┌──

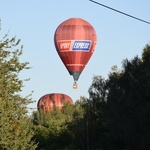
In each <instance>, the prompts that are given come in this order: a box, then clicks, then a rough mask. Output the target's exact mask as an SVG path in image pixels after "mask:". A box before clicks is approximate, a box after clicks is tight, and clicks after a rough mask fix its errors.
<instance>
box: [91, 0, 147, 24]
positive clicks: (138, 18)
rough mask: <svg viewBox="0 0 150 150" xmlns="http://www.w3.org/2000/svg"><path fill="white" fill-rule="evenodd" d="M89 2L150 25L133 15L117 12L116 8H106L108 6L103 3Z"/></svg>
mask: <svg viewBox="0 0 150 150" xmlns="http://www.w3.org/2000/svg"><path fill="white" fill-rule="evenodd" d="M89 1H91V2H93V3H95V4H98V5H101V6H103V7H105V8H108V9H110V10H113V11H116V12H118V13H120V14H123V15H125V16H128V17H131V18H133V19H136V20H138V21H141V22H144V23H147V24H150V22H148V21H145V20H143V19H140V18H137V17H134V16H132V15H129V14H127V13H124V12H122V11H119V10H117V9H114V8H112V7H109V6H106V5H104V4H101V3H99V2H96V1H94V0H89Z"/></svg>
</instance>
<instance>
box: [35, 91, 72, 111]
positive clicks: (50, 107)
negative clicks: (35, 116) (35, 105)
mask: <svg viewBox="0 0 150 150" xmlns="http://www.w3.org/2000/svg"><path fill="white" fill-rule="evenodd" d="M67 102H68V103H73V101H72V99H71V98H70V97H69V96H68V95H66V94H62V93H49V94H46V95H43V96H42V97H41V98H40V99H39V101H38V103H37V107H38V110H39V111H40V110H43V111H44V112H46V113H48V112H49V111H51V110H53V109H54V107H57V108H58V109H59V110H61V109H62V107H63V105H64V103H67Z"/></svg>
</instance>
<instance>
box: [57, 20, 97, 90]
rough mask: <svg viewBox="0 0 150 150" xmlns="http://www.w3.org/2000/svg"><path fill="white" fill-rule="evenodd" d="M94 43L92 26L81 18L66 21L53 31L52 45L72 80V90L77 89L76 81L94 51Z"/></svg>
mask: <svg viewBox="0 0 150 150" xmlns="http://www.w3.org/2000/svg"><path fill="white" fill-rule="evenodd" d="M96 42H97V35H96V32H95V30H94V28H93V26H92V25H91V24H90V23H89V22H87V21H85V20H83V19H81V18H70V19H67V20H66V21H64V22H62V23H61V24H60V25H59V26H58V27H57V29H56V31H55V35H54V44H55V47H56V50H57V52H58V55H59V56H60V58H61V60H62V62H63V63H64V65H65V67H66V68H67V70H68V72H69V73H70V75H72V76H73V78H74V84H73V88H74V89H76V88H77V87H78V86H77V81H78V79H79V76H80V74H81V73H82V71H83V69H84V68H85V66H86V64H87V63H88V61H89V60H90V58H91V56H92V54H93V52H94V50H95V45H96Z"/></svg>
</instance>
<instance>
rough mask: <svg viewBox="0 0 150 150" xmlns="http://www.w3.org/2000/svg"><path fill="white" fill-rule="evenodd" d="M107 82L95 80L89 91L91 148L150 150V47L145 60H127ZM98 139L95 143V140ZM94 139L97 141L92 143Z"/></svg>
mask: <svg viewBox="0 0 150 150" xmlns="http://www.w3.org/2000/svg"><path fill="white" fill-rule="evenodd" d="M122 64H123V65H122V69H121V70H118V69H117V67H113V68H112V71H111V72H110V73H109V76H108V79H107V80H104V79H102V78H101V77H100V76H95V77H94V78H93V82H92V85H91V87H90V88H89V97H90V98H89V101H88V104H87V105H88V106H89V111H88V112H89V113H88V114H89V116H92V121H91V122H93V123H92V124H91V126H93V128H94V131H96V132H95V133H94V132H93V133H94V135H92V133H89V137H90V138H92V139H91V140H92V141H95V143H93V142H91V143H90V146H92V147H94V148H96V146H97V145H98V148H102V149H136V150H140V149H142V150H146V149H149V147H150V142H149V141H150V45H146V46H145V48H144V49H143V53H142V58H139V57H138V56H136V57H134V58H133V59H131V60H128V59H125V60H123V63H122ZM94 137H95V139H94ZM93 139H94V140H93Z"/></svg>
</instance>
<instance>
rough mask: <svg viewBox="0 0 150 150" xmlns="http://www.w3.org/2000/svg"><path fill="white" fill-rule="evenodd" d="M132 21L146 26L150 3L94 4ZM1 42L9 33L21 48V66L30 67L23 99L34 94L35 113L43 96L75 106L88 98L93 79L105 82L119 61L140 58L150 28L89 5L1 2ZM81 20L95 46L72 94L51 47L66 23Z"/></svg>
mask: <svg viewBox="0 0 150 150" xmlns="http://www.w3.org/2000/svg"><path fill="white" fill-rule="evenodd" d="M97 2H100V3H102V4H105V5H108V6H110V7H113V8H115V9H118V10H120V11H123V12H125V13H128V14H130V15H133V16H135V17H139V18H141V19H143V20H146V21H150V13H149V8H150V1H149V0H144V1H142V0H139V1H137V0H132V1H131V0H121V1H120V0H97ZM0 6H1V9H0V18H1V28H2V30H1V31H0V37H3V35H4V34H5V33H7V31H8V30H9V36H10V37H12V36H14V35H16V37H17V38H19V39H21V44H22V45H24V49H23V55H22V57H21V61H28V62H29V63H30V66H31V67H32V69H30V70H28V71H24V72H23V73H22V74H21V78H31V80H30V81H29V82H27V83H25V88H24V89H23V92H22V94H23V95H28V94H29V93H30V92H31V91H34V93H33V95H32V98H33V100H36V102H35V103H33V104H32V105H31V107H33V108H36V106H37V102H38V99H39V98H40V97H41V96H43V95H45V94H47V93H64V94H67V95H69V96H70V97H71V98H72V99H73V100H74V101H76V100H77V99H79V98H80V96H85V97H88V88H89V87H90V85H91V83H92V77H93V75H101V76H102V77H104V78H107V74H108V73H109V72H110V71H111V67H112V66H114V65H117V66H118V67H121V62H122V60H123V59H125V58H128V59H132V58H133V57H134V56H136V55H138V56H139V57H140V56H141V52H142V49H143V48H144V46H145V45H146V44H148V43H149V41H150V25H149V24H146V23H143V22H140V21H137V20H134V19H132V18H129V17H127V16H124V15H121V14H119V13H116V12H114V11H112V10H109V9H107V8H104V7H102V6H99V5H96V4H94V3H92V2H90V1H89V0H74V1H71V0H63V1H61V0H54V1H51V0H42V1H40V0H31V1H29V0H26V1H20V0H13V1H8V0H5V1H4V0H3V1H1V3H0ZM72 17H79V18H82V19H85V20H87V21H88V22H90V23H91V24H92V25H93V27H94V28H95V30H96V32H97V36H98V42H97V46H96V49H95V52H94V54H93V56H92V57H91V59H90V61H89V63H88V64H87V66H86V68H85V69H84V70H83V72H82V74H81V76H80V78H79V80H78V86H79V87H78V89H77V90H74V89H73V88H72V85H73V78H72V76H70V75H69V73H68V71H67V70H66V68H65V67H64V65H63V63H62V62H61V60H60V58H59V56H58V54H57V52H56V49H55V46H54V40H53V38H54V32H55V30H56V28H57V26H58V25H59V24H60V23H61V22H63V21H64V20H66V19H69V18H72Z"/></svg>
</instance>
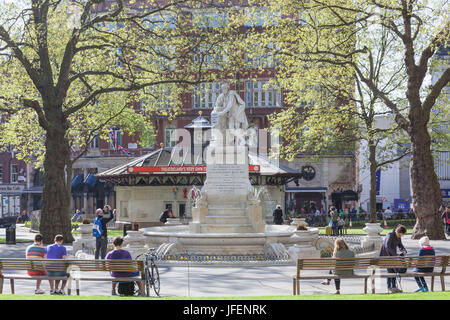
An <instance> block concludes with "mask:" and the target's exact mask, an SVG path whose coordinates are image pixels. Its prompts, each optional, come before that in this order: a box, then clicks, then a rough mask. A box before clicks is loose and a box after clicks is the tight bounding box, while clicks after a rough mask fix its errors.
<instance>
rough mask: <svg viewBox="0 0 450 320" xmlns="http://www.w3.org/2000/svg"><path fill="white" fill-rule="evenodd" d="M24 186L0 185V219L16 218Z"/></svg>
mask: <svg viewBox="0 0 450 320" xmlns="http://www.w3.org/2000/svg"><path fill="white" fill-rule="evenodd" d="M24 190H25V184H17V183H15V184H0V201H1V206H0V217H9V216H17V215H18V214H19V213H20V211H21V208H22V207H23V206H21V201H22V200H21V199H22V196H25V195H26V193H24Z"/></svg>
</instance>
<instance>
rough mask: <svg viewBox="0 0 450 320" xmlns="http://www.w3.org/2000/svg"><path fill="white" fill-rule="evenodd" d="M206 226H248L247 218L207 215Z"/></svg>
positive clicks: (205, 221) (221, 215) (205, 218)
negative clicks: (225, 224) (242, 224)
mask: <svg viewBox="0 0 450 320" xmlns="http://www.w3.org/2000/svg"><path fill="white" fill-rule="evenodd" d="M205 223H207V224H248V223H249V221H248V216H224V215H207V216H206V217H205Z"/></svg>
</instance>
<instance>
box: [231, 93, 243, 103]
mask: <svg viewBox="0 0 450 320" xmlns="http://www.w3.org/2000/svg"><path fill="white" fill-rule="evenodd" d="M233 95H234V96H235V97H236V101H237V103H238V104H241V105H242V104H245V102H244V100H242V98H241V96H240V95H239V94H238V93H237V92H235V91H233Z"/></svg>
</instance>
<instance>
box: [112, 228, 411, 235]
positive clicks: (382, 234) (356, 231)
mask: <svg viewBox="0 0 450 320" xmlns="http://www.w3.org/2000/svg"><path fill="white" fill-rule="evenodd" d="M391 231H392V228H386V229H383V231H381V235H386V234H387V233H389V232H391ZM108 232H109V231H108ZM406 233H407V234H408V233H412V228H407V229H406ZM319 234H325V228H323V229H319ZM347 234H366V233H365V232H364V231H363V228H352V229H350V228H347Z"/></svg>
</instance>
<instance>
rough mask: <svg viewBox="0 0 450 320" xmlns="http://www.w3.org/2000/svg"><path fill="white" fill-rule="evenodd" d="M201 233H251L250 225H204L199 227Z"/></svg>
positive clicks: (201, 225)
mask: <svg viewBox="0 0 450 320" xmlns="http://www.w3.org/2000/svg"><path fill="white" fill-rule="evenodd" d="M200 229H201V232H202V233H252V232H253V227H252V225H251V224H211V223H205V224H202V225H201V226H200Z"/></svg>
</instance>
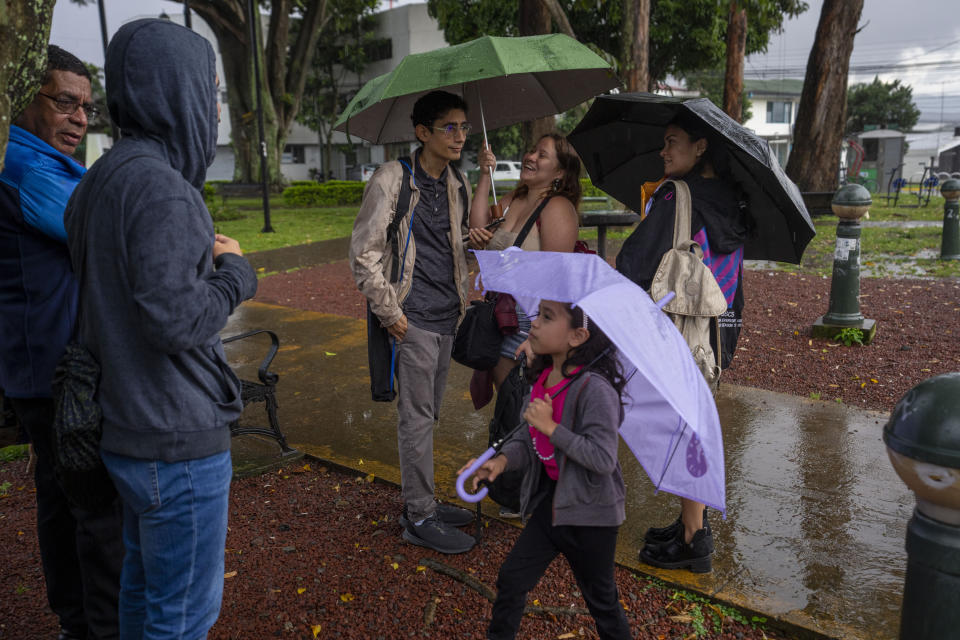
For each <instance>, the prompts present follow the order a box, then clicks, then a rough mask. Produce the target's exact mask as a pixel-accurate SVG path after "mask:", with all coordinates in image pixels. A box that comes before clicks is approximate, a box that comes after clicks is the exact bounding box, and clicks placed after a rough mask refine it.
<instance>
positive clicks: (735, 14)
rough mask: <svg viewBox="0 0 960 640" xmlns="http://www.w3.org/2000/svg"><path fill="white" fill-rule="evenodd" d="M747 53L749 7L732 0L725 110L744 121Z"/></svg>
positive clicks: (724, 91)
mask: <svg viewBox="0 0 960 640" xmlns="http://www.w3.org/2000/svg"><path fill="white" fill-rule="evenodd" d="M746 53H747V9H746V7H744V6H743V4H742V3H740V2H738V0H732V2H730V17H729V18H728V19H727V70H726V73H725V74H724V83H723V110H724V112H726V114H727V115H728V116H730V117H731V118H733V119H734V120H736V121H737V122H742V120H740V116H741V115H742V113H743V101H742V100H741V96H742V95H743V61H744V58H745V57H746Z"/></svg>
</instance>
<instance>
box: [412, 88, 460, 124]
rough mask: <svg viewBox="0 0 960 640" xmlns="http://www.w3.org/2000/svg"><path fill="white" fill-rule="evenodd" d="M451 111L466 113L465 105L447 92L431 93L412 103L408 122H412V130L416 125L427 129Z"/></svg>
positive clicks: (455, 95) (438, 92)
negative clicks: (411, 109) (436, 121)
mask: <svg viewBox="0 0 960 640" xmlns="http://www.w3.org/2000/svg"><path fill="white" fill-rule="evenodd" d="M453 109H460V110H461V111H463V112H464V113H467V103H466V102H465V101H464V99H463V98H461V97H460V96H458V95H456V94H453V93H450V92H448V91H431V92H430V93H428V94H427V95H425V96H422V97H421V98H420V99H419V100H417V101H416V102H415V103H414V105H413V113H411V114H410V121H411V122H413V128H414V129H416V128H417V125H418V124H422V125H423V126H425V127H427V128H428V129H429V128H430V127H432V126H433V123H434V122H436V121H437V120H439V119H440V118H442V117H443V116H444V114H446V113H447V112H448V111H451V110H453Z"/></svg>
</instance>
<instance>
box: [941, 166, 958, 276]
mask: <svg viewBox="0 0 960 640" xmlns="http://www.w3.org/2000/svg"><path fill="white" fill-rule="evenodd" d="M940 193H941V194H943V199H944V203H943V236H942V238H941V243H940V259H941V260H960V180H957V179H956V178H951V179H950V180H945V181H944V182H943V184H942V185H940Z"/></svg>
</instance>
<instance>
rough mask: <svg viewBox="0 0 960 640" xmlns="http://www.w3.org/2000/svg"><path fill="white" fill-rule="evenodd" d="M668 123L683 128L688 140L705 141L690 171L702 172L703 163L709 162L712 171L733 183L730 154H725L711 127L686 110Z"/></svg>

└──

EXERCISE =>
Please write out the items from their start up to and including the line with "box: [91, 0, 147, 24]", leaving the pictures out of your answer.

RESPONSE FOR THIS EXERCISE =>
In each <instance>, the prompts that are given come in this order: a box, then clicks, then a rough mask. Output the target's exact mask as an SVG path in image pixels after "mask:". A box before clicks is approximate, a box after clicks is tight, and clicks after a rough mask fix its errors.
<instance>
box: [91, 0, 147, 24]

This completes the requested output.